#### [Set problem]
Type out the material below line for line, with no changes, and leave out the pictures.

========================================================================

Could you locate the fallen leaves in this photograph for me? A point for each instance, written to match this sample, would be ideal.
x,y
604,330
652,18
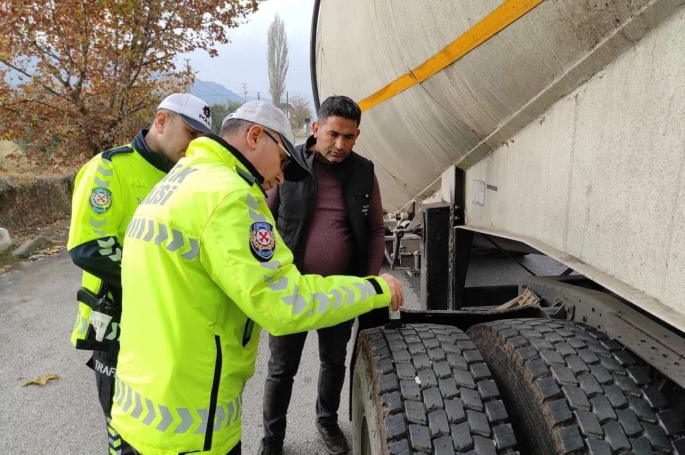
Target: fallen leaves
x,y
47,252
41,380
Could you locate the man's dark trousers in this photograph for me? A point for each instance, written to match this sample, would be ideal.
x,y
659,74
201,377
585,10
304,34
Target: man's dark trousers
x,y
284,362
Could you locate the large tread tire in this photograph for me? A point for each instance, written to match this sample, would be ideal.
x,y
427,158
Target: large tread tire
x,y
453,408
574,390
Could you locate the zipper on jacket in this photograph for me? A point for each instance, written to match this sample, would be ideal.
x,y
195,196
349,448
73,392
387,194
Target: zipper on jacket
x,y
209,431
247,333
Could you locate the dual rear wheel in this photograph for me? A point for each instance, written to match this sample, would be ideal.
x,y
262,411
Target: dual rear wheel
x,y
537,386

========================================================================

#### [The response]
Could you locate the fallen leaves in this photograph for me? A point for each instance, written to match this sample, would be ideal.
x,y
604,330
652,18
Target: fallen leaves
x,y
47,252
41,380
Could you locate the man's dark trousers in this photograph for me? A point for each instance, written to match this sample, would be ideal.
x,y
659,74
201,377
585,10
304,34
Target: man's dark trousers
x,y
284,362
Could you locate the large tread tire in this photograph for me? A point for each instance, written to match this sample, would be ideal.
x,y
427,158
Target: large tread tire
x,y
453,408
574,390
Could you locate the zipper on jacket in this photograph for me? A point for each instance, written to match this sample, would be ideal.
x,y
195,196
349,448
73,392
387,194
Target: zipper on jacket
x,y
209,431
247,333
Could you locate the dual rear wheel in this photograph for me? A point for each instance, written to match this sample, would be ideal.
x,y
262,411
Target: dual rear wheel
x,y
537,386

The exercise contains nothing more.